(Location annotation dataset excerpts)
---*---

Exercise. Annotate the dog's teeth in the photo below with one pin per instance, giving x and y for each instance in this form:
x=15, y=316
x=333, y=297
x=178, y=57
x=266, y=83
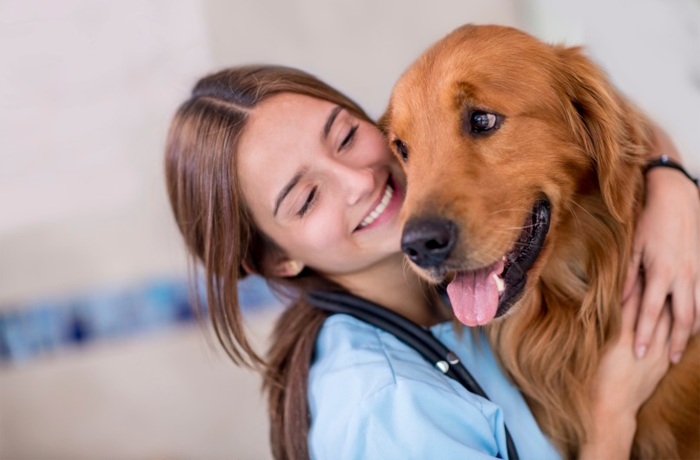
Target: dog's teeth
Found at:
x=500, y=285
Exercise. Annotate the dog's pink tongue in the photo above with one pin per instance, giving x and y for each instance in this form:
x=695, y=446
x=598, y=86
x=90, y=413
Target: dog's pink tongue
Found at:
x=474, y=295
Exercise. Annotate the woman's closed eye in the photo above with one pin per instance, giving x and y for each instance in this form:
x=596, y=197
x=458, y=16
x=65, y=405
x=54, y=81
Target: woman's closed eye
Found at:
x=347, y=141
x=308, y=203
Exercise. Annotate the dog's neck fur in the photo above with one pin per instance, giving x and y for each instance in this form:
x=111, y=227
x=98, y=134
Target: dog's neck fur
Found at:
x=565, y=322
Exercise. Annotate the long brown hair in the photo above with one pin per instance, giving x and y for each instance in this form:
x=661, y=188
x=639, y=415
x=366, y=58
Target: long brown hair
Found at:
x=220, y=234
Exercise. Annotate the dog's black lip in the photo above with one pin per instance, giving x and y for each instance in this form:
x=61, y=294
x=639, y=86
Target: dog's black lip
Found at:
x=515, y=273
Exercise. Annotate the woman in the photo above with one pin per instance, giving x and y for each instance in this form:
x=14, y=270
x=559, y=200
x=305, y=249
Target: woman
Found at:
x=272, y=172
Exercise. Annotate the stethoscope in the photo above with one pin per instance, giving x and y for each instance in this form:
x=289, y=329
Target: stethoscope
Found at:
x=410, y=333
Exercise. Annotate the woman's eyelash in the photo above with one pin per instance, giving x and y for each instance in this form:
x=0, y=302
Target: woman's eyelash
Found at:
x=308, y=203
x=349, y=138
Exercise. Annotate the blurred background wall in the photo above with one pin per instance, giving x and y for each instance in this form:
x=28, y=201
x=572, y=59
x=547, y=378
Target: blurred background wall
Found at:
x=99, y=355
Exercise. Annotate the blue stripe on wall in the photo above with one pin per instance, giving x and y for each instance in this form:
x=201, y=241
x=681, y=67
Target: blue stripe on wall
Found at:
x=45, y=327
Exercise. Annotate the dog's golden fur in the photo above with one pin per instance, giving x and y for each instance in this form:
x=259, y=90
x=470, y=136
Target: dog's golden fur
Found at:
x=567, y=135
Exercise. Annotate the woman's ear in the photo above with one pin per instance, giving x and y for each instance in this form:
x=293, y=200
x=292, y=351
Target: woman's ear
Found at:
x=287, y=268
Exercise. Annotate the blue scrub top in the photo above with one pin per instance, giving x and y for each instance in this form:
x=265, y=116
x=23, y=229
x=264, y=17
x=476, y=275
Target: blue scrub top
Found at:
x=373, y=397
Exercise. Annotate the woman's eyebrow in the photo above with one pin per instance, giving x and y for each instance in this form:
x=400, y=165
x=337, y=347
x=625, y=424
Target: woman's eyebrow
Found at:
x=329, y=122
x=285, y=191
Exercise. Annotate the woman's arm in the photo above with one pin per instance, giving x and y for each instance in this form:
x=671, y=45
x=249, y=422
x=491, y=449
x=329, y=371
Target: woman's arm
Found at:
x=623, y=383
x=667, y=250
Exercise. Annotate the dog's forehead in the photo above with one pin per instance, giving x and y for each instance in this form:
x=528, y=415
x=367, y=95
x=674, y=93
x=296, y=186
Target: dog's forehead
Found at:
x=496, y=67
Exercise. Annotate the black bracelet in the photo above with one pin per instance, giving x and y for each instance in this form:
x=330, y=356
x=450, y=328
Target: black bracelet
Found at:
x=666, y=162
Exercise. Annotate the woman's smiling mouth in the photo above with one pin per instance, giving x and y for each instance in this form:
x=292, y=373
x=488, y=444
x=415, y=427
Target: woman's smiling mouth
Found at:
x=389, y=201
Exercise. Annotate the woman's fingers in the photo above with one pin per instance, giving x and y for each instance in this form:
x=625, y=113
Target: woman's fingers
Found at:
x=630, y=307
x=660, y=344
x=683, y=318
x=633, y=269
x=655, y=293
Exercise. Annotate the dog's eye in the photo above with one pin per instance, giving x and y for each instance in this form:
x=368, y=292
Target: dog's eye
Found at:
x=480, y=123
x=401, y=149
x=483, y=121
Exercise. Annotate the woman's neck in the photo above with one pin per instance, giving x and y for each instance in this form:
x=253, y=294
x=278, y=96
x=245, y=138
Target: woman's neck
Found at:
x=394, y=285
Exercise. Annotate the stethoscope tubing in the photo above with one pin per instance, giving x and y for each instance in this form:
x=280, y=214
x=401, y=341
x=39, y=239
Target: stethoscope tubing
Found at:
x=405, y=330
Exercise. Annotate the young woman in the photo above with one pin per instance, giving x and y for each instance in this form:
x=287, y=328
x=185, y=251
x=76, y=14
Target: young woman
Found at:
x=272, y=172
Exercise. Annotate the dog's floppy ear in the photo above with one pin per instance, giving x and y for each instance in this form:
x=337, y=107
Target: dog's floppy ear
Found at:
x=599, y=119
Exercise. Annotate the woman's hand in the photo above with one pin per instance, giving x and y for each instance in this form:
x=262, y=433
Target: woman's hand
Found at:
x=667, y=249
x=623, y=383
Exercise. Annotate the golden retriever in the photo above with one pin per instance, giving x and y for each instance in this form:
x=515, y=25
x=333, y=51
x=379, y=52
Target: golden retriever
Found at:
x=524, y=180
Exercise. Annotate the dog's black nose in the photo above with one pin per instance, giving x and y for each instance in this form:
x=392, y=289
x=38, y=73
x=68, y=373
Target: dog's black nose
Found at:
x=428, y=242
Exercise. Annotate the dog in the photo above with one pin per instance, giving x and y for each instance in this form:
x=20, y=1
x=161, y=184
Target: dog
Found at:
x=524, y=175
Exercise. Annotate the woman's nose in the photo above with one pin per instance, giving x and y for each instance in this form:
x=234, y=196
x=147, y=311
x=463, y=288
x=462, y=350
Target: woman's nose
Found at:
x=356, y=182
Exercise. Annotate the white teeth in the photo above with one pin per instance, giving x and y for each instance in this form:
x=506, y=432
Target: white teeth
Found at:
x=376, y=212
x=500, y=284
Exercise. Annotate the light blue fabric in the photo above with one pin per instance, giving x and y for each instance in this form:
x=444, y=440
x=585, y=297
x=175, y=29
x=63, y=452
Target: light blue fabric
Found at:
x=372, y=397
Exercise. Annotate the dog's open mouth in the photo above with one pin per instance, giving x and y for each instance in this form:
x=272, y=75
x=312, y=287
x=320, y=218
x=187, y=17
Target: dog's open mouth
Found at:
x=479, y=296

---*---

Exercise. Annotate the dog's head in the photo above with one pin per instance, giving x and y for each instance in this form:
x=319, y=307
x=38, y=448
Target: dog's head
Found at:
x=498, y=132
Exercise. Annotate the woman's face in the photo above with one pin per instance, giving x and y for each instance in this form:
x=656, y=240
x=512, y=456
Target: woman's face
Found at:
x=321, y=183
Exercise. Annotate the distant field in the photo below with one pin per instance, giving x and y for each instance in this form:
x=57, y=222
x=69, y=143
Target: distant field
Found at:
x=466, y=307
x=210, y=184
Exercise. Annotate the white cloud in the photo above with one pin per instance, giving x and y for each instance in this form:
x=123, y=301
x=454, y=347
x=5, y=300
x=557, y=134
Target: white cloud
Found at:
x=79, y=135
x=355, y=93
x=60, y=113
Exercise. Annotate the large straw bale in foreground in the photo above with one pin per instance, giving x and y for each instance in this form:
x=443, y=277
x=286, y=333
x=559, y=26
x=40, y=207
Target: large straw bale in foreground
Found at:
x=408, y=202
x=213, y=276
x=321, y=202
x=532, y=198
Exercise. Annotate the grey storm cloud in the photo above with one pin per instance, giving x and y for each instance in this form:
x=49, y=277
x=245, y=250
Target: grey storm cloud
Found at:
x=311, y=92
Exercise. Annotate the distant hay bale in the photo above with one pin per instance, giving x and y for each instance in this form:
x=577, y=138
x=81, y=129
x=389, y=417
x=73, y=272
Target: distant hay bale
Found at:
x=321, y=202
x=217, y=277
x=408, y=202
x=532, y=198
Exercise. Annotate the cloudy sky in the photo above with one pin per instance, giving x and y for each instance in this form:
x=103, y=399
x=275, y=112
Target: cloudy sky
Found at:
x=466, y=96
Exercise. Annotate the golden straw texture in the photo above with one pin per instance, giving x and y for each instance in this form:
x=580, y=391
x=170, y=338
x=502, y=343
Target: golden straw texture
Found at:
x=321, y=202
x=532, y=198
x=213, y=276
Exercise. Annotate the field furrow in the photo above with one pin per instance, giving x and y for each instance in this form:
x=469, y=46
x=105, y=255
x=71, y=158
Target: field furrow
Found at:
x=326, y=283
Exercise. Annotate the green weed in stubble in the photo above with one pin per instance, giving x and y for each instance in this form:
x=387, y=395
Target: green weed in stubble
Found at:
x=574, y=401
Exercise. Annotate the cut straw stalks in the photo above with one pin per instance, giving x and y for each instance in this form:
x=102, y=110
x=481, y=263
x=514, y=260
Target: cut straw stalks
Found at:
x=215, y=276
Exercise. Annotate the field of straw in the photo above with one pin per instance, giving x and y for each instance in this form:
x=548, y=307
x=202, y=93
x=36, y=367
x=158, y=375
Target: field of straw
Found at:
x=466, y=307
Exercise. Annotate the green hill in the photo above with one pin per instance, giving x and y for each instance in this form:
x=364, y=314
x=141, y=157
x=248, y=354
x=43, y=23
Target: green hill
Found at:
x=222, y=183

---*---

TASK TO CARRY OUT: Edit the entries starting at the line that contains "Exercise. Annotate the dog's black lip" and ending at the line that contains "x=45, y=327" so that "stethoscope" becomes "collar" everywhere and all other text stays the same. Return only those lines.

TASK RESPONSE:
Exercise. Annotate the dog's black lip in the photo above with one pin per instance, giving x and y for each instance in this form:
x=61, y=294
x=639, y=86
Target: dog's black lip
Found at:
x=515, y=273
Exercise. Annotate the woman in the photo above with one pin per instance, giving x and y for each instance in this form:
x=14, y=270
x=559, y=200
x=305, y=249
Target: woman
Found at:
x=272, y=172
Exercise. Annotate the collar in the photo above with one pin per instance, giving x and y for each instance in this form:
x=289, y=329
Target: collar
Found at:
x=410, y=333
Exercise. Annotate the woman's eyelash in the photo above with one pin per instance, giving x and y for each instance in this form:
x=0, y=302
Target: woman's eyelash
Found at:
x=308, y=203
x=349, y=138
Exercise. Annotate the blurred background wall in the photo above with one pin per instance, giving x and y for each instance in this form:
x=28, y=201
x=572, y=59
x=547, y=378
Target: blurred background wall
Found at:
x=99, y=355
Exercise. Annotate the blue stripe on wall in the photo above with one pin per instance, giving x and y for each instance in this form:
x=201, y=241
x=681, y=67
Target: blue stripe on wall
Found at:
x=45, y=327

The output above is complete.